== Exercise passage
Apr 02 2009

In With the Good — Out With the Bad

Consider these five strategies for Internet filtering in a one-to-one environment.

Anyone who has run a one-to-one program in their school system will tell you that things operate differently than in a system without one. Internet content filtering, for instance, truly changes when every student has a notebook.

Here are five strategies to help:

1. Don’t use manual proxy settings.
If your students have to manually enable an Internet proxy when they come on campus and turn it off when they leave, then you are bound to experience more help-desk calls. Consider a filtering solution that uses pass-by technology or a gateway filter, or automate settings for them.

If you set manual proxies, push out Web Proxy AutoDiscovery settings using the Dynamic Host Configuration Protocol. Remember: Not all browsers support WPAD settings, and students could run another browser from a USB thumb drive or a download.

2. To filter at home, or not to filter at home?
This is a tough issue on which to achieve consensus. If you filter students’ activity while off campus, is your administration prepared to take disciplinary action based on inappropriate web surfing — as it would if the same surfing were done on campus?

Few systems offer content filtering for mobile users. 8e6 Technologies uses agent technology that validates every request before allowing access. Such systems may impact Internet bandwidth, depending on the architecture of the system you are considering. Open-source fans can configure a proxy server with Squid and open it up to the Internet so that students can access it from home. But beware: You will want to consider setting up authentication so you aren’t running a proxy for hackers.

3. Find a filter that can stop malware.
When students have 24x7 access to a computer, you are bound to see more malware than on computers kept at school. Students will click on absolutely anything.

Peer-to-peer file-sharing programs often can be grouped with malware because of the disruption they can cause on educational networks. Most content filters should be able to prevent this, and any Internet filter worth its salt will help you identify and quarantine those notebooks infected with malware.

4. What about logs and authentication?
Nearly all content filtering systems provide some reporting. For it to be effective, you need to correlate user names to web activity. Some systems require that a program be launched upon network login (often via script); others require that a pop-up window remain open; and still others check against logon servers and correlate user names to IP addresses.

There are pros and cons to each, and you need to compare them and test them to see which works best in your environment.

5. Do you have the cache?
Some filtering systems will let you cache frequently downloaded content. If you have a teacher who asks all students to visit the same website, then each student’s computer has to reach out to the Internet and download the content. If you are using a caching engine, only one computer goes to the Internet while the rest pull content from the caching engine. Some schools have seen 30 percent to 40 percent of their Internet activity come from cache. For schools that have a slower Internet connection, a cache engine is critical.

A one-to-one student notebook program can present many unique challenges, one of which is how you handle Internet filtering. Many schools debate whether or not to filter. But if you are in the market for a new Internet filter, make sure it fits the needs of the one-to-one program.
====
Answer these questions from the article on Internet filtering in one-to-one programs.
(a) Which protocol can push out Web Proxy AutoDiscovery settings?
(b) What open-source tool can be used to configure a proxy server that students reach from home?
(c) What share of their Internet activity have some schools seen come from cache?
The items after this point are not needed for the work on the filtering text.
== Provided material
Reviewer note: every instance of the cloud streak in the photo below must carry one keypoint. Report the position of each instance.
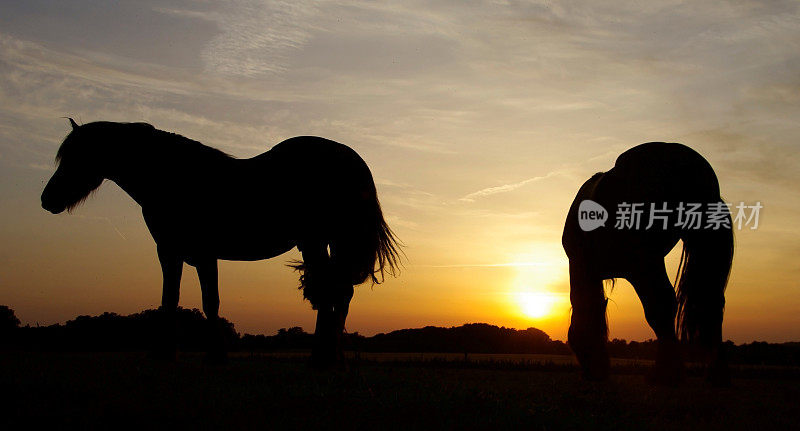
(505, 188)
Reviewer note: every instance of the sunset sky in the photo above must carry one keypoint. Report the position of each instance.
(479, 121)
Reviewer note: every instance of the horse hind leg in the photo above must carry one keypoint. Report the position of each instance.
(652, 285)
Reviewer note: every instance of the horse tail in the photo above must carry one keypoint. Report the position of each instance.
(703, 274)
(378, 251)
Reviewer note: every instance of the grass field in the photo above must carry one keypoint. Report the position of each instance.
(387, 391)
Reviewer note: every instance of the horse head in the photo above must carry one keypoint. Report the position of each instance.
(77, 174)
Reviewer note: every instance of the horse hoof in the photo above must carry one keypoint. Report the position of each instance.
(719, 378)
(164, 355)
(216, 358)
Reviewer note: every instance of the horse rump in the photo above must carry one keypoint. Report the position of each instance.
(702, 277)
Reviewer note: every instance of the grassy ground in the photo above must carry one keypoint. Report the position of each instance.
(122, 390)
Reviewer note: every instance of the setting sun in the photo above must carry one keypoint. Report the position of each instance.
(536, 304)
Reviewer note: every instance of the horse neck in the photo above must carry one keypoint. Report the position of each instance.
(138, 169)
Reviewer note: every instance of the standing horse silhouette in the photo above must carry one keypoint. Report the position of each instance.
(658, 176)
(202, 205)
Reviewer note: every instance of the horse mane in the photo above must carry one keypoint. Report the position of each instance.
(91, 136)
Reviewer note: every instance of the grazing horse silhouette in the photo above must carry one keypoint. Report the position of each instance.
(202, 205)
(658, 176)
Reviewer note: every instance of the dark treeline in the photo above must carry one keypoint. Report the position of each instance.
(136, 332)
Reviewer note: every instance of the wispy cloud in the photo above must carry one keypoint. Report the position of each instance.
(505, 188)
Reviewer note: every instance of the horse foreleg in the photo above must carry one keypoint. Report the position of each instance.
(588, 331)
(317, 288)
(209, 284)
(171, 270)
(652, 285)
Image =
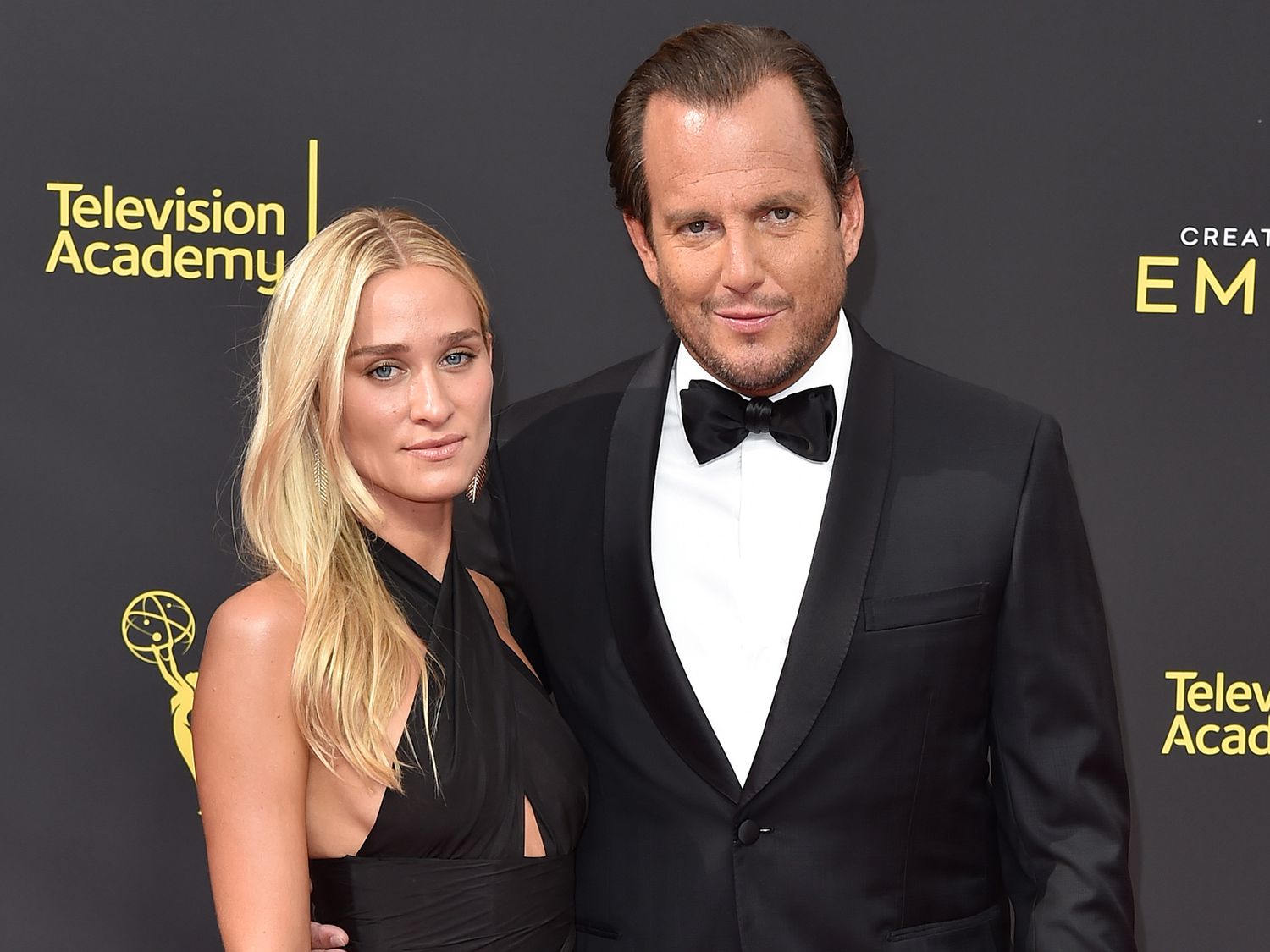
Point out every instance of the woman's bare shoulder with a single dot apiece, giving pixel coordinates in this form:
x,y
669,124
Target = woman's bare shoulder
x,y
264,617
====
__Finished task__:
(a) The Dynamic Host Configuration Protocol.
(b) Squid.
(c) 30 percent to 40 percent.